Your instructions:
Present every line of the records below as a numbered list, skipping any blank lines and leaving out the pictures.

──────── Dataset

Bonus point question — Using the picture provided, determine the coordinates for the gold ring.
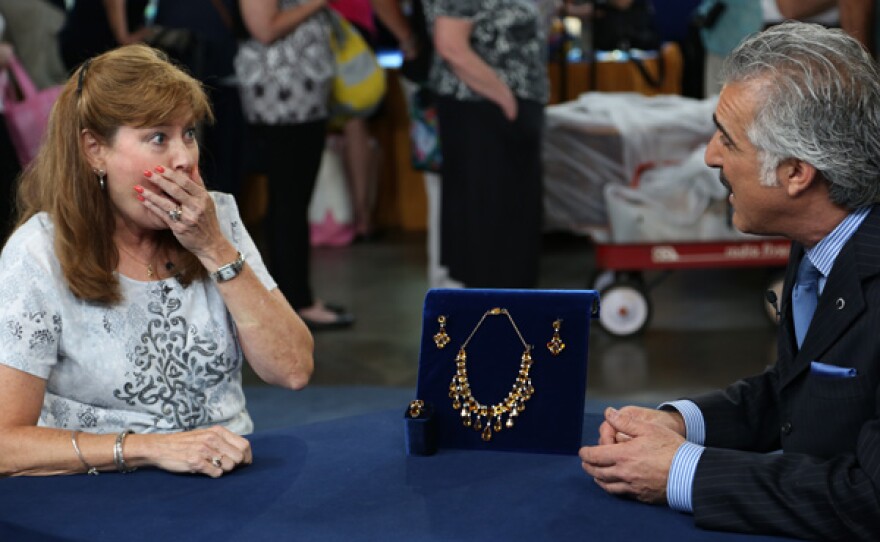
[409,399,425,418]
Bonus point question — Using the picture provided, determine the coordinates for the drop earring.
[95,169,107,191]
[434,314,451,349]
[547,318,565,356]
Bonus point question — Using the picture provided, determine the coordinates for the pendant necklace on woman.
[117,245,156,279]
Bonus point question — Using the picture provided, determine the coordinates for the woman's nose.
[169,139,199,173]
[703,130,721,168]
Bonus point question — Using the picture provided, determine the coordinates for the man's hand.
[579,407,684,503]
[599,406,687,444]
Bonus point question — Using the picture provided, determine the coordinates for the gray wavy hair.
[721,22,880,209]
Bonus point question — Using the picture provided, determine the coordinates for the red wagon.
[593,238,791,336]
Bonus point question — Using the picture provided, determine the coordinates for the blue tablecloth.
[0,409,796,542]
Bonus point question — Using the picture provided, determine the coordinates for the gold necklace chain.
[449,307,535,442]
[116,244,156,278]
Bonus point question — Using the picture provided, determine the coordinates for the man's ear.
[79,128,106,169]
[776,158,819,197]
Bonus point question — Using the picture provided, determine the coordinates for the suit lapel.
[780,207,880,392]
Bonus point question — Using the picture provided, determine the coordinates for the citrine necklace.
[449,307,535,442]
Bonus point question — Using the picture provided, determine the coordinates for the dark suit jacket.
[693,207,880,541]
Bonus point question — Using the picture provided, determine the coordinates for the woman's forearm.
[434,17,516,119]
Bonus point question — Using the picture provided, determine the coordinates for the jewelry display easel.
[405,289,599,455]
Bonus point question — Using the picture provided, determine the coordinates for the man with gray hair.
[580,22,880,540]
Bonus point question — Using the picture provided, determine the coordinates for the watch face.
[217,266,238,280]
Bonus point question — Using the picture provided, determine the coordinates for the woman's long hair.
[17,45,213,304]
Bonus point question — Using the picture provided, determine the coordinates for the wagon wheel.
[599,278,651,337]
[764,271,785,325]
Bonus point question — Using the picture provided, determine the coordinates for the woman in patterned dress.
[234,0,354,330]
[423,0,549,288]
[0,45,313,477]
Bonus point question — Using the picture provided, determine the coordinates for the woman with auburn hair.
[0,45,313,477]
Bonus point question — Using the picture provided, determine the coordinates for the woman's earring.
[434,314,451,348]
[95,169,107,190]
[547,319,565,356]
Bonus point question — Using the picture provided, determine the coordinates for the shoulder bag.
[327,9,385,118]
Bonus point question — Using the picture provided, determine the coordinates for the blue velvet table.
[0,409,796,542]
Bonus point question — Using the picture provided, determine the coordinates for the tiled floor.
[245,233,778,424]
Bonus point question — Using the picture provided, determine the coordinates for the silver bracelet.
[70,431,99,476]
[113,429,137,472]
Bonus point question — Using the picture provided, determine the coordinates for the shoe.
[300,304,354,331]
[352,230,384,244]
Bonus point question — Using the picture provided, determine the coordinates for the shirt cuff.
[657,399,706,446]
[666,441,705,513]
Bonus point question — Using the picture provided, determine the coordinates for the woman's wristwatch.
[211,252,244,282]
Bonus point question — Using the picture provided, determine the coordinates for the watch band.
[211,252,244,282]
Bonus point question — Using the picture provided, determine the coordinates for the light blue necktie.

────────────────

Response:
1. Bonus point question — Using the picture provided, determine the coordinates for the gold ring.
2. [409,399,425,418]
3. Bonus point question — Using the picture provided, determine the coordinates for the drop earring.
4. [95,169,107,191]
5. [434,314,451,349]
6. [547,318,565,356]
7. Bonus point question — Using the picture provided, determine the coordinates for the pendant necklace on woman.
8. [117,245,156,279]
9. Bonus point question — Using the picture provided, determine the coordinates for the woman's nose.
10. [169,139,199,173]
11. [703,130,721,168]
12. Bonus point question — Using the picture provided, determine the coordinates for the man's hand.
13. [579,407,684,503]
14. [599,406,687,444]
15. Bonus point question — Using the picture provided, determine the coordinates for the gray wavy hair.
16. [721,22,880,209]
17. Bonus point question — Using the picture provided, determine the coordinates for the red wagon.
18. [593,238,791,336]
19. Bonus point question — Using the picture provided, determine the coordinates for the blue tablecloth.
20. [0,409,796,542]
21. Bonus point question — Using the picture provided, determine the coordinates for the gold necklace chain.
22. [449,307,535,442]
23. [116,244,156,278]
24. Bonus point question — Using the picture provided, determine the coordinates for the man's ear.
25. [79,128,106,169]
26. [776,158,819,197]
27. Bonus point question — Using the picture provided, determine the coordinates for the suit lapel.
28. [780,207,880,392]
29. Bonus point question — Using the picture provided, determine the coordinates for the citrine necklace.
30. [449,307,535,442]
31. Bonus point question — Using the picture provided, determine the coordinates for the dark suit jacket.
32. [693,207,880,541]
33. Bonus point question — Using the picture provided, determine the coordinates for the woman's forearm.
34. [434,17,516,119]
35. Bonus point question — Using the picture provided, determine the coordinates for the jewelry display easel.
36. [405,289,599,455]
37. Bonus point question — Using the picture provided, determine the coordinates for the man with gray hair.
38. [580,22,880,540]
39. Bonus point question — Using the picture provided, determine the coordinates for the watch face.
40. [217,266,238,280]
41. Bonus point question — Using the picture provided, determine the coordinates for the woman's long hair.
42. [17,45,213,304]
43. Bonus point question — Using the picture provided, determine the coordinates for the wagon wheel.
44. [599,278,651,337]
45. [764,271,785,325]
46. Bonus point question — Using the picture provided, determine the coordinates for the woman in patterned dress.
47. [234,0,354,330]
48. [423,0,549,288]
49. [0,45,313,477]
50. Bonus point question — Using the picture provided, determine the coordinates for the woman with auburn hair.
51. [0,45,313,477]
52. Bonus point question — Using the picture provided, determine the coordinates for the woman's earring.
53. [434,314,451,348]
54. [95,169,107,190]
55. [547,319,565,356]
56. Bonus point question — Using the picture provided, determine the coordinates for the shoulder bag.
57. [327,9,385,118]
58. Bonus point question — Using the picture provided, determine the coordinates for the blue velvet table.
59. [0,409,796,542]
60. Bonus point question — Using the picture provided, determine the coordinates for the tiled floor.
61. [245,233,778,424]
62. Bonus point question — Using the picture provided, determine the coordinates for the silver bracelet.
63. [70,431,99,476]
64. [113,429,137,472]
65. Bonus point question — Using the picture provided, determine the coordinates for the shoe.
66. [300,304,354,331]
67. [352,230,384,244]
68. Bonus point question — Using the picture provided, determine the coordinates for the shirt cuff.
69. [657,399,706,446]
70. [666,441,705,513]
71. Bonus point question — Using the picture provided, determine the coordinates for the woman's wristwatch.
72. [211,252,244,282]
73. Bonus point question — Using the picture provided, determine the coordinates for the watch band.
74. [211,252,244,282]
75. Bonus point question — Using the picture provided, determine the coordinates for the light blue necktie.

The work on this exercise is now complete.